- Arbeitsanweisung -
Fassen Sie den Text zum geplanten Ende der Isolationspflicht in zwei Sätzen zusammen.

- Text -
______________________________
Das geplante Ende der Isolationspflicht für Corona-Infizierte ab Mai stößt auf ein geteiltes Echo. Bundesgesundheitsminister Karl Lauterbach hält die Vorgabe für grundsätzlich richtig. "Das hat nichts mit der Frage zu tun, öffnen wir mehr oder weniger", sagte der SPD-Politiker in Berlin. Es gehe um "eine technische Verbesserung, die den Gesundheitsämtern mehr Möglichkeiten geben wird, die Pandemie zu bewältigen".
Bei den derzeit hohen Fallzahlen kämen Anordnungen sehr oft unvollständig oder zu spät, wenn die Quarantäne schon abgelaufen sei. Viele Ämter könnten zurzeit nicht mehr vorbeugende Aufgaben der Pandemiebekämpfung wahrnehmen - etwa die Identifikation großer Corona-Ausbrüche oder von Infektionsketten.
Dies zu beheben, sei der Grund für die Änderungen. "Hier geht es einzig und allein darum, die total überlasteten Gesundheitsämter so neu zu strukturieren, dass sie die Arbeit machen können, die jetzt am wichtigsten ist", stellte er klar.
______________________________
- Datensatz -
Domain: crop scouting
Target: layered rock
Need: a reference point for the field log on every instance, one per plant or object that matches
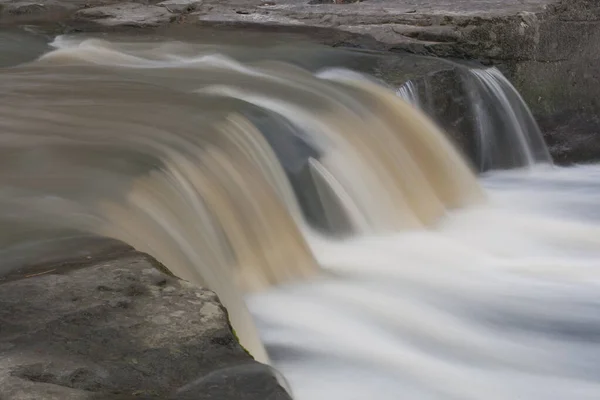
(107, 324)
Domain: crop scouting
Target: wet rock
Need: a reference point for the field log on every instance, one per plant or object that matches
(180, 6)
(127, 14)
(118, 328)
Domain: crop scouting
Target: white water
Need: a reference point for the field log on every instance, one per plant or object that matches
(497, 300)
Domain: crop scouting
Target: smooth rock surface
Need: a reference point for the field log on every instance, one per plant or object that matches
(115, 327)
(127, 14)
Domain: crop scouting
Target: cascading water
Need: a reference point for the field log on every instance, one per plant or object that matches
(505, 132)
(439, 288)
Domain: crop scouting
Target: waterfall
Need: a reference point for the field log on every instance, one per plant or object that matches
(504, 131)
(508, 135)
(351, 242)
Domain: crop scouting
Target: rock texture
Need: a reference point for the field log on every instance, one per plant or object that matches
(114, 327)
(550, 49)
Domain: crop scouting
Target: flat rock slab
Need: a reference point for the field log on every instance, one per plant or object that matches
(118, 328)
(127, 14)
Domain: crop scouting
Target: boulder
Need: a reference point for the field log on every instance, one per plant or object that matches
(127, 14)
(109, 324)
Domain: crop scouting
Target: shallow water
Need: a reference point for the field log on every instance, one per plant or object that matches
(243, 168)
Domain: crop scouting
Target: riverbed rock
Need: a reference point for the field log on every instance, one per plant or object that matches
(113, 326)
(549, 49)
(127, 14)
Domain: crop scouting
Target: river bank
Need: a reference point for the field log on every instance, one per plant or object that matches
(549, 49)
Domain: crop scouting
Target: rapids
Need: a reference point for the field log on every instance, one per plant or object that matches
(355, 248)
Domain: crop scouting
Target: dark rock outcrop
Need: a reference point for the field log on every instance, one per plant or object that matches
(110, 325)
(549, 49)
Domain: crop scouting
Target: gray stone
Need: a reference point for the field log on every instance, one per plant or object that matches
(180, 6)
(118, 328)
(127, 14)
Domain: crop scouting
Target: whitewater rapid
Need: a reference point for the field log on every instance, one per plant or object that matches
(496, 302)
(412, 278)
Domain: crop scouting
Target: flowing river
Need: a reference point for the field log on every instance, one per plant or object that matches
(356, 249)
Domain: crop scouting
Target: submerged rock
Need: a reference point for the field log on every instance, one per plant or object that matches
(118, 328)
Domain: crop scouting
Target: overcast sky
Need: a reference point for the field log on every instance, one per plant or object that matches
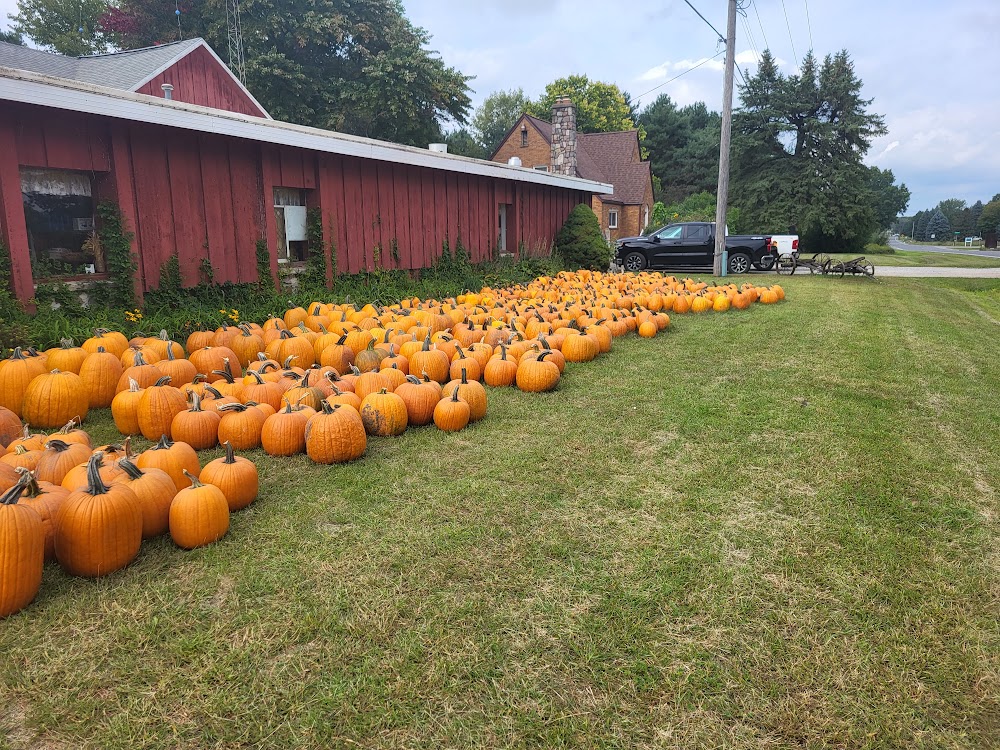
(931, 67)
______________________________
- Antwort -
Das ab Mai geplante Ende der Isolationspflicht für Corona-Infizierte stößt auf ein geteiltes Echo, doch Bundesgesundheitsminister Karl Lauterbach hält die Vorgabe für grundsätzlich richtig: Es gehe nicht um mehr oder weniger Öffnung, sondern um eine technische Verbesserung, die den Gesundheitsämtern mehr Möglichkeiten zur Bewältigung der Pandemie gebe. Bei den hohen Fallzahlen kämen Anordnungen oft unvollständig oder zu spät, und viele Ämter könnten vorbeugende Aufgaben wie die Identifikation großer Ausbrüche oder von Infektionsketten nicht mehr wahrnehmen, weshalb die Änderungen die überlasteten Ämter so neu strukturieren sollen, dass sie die derzeit wichtigste Arbeit leisten können.